WORK REQUIRED :: All records below are to be set down precisely as written, excluding pictures.

SOURCE MATERIAL ::
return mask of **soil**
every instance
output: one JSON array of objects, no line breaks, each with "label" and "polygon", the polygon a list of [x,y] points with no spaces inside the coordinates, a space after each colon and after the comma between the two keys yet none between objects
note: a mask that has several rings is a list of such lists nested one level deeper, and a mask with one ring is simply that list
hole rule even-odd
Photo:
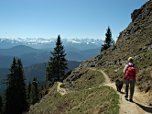
[{"label": "soil", "polygon": [[[89,68],[89,69],[101,72],[103,76],[105,77],[104,85],[112,87],[117,92],[115,83],[110,81],[109,76],[104,71],[102,71],[101,69],[95,69],[95,68]],[[57,91],[61,95],[68,94],[68,90],[60,87],[61,84],[62,83],[58,82]],[[99,85],[99,86],[103,86],[103,85]],[[117,94],[119,94],[120,96],[119,114],[152,114],[152,107],[148,106],[148,103],[147,103],[148,102],[147,94],[140,92],[137,89],[137,87],[135,87],[133,102],[130,102],[124,98],[124,95],[125,95],[124,90],[125,89],[123,87],[121,93],[117,92]]]}]

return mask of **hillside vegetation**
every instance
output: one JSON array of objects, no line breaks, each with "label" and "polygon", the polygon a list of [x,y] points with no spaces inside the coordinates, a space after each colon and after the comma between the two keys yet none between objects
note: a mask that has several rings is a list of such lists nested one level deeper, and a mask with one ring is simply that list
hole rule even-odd
[{"label": "hillside vegetation", "polygon": [[[114,47],[103,51],[81,67],[105,68],[112,81],[122,78],[128,57],[134,58],[139,68],[137,85],[141,91],[152,92],[152,1],[131,14],[132,22],[123,30]],[[152,94],[152,93],[151,93]],[[152,96],[152,95],[151,95]],[[150,100],[152,101],[152,100]]]},{"label": "hillside vegetation", "polygon": [[58,93],[56,83],[40,103],[31,106],[29,114],[118,114],[119,96],[112,88],[104,86],[102,74],[88,69],[81,71],[72,86],[69,81],[61,85],[68,94]]}]

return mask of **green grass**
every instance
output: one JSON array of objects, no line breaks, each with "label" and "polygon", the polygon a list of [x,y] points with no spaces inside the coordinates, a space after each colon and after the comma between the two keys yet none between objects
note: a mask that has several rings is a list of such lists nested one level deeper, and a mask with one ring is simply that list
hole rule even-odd
[{"label": "green grass", "polygon": [[83,90],[87,88],[96,87],[105,81],[104,77],[99,71],[88,70],[78,80],[73,82],[73,89]]},{"label": "green grass", "polygon": [[139,69],[152,67],[152,51],[143,52],[140,55],[140,58],[136,59],[135,63]]},{"label": "green grass", "polygon": [[89,70],[64,96],[57,93],[55,84],[29,114],[118,114],[119,95],[110,87],[99,87],[104,80],[100,72]]},{"label": "green grass", "polygon": [[69,114],[82,113],[105,113],[118,114],[118,95],[109,87],[95,88],[92,90],[84,90],[71,94],[67,98],[71,98],[77,102],[71,102],[72,109],[66,111]]},{"label": "green grass", "polygon": [[116,79],[123,79],[123,66],[119,66],[119,68],[107,67],[105,69],[105,73],[107,73],[111,81],[115,81]]},{"label": "green grass", "polygon": [[30,114],[118,114],[118,99],[116,92],[105,86],[72,92],[65,96],[56,92],[35,105]]}]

SOLUTION TO THE PROBLEM ::
return mask of **soil**
every instance
output: one JSON array of objects, no line breaks, each with "label" and "polygon", the polygon a list of [x,y] points with no spaces inside the coordinates, a space after each colon and after the comma between the two keys yet none between objects
note: a mask that has several rings is a list of such lists nested one level deeper, and a mask with one ring is simply that list
hole rule even-odd
Photo:
[{"label": "soil", "polygon": [[[89,68],[89,69],[101,72],[103,76],[105,77],[104,85],[112,87],[117,92],[115,83],[110,81],[109,76],[104,71],[102,71],[101,69],[95,69],[95,68]],[[57,91],[61,95],[68,94],[68,90],[60,87],[61,84],[62,83],[58,82]],[[99,85],[99,86],[103,86],[103,85]],[[117,94],[119,94],[120,96],[119,114],[152,114],[152,107],[148,106],[148,103],[147,103],[148,102],[147,94],[140,92],[137,89],[137,87],[135,87],[133,102],[130,102],[124,98],[124,95],[125,95],[124,90],[125,89],[123,87],[121,93],[117,92]]]}]

return mask of **hillside vegetation**
every instance
output: one JSON array of objects, no line breaks, each with "label" and "polygon", the polygon a list of [x,y] points with no spaces inside the coordinates, a space after each colon and after the comma between the two keys yet none between objects
note: a mask that has several rings is a list of such lists nested one level deeper, and a mask with one ring is simply that list
hole rule even-odd
[{"label": "hillside vegetation", "polygon": [[[114,47],[103,51],[81,67],[105,68],[112,81],[122,78],[128,57],[134,58],[139,68],[137,85],[141,91],[152,92],[152,1],[131,14],[132,22],[123,30]],[[152,94],[152,93],[151,93]],[[152,96],[152,95],[151,95]],[[150,100],[152,101],[152,100]]]},{"label": "hillside vegetation", "polygon": [[58,93],[56,83],[40,103],[31,106],[29,114],[118,114],[119,96],[112,88],[104,86],[102,74],[88,69],[81,71],[72,86],[69,81],[61,85],[68,94]]}]

return mask of **green grass**
every instance
output: one JSON array of objects, no line breaks, each with "label" and "polygon", the polygon a list of [x,y] points with no spaces inside the coordinates, a space after each colon and after the comma between the two keys yet none between objects
note: a mask that has several rings is a list of such lists nested one level deeper, and a mask with one ring is simply that list
hole rule even-odd
[{"label": "green grass", "polygon": [[83,90],[87,88],[96,87],[105,81],[104,77],[99,71],[88,70],[78,80],[73,82],[73,89]]},{"label": "green grass", "polygon": [[139,69],[152,67],[152,51],[143,52],[140,55],[140,58],[136,59],[135,63]]},{"label": "green grass", "polygon": [[89,70],[64,96],[57,93],[55,84],[29,114],[118,114],[119,95],[110,87],[99,87],[104,80],[100,72]]},{"label": "green grass", "polygon": [[69,114],[82,113],[105,113],[118,114],[118,95],[109,87],[95,88],[92,90],[84,90],[71,94],[67,98],[71,98],[77,102],[71,102],[72,109],[66,111]]},{"label": "green grass", "polygon": [[116,79],[123,79],[123,66],[119,66],[119,68],[107,67],[105,69],[105,73],[107,73],[111,81],[115,81]]},{"label": "green grass", "polygon": [[30,114],[118,114],[118,99],[116,92],[105,86],[72,92],[65,96],[56,92],[35,105]]}]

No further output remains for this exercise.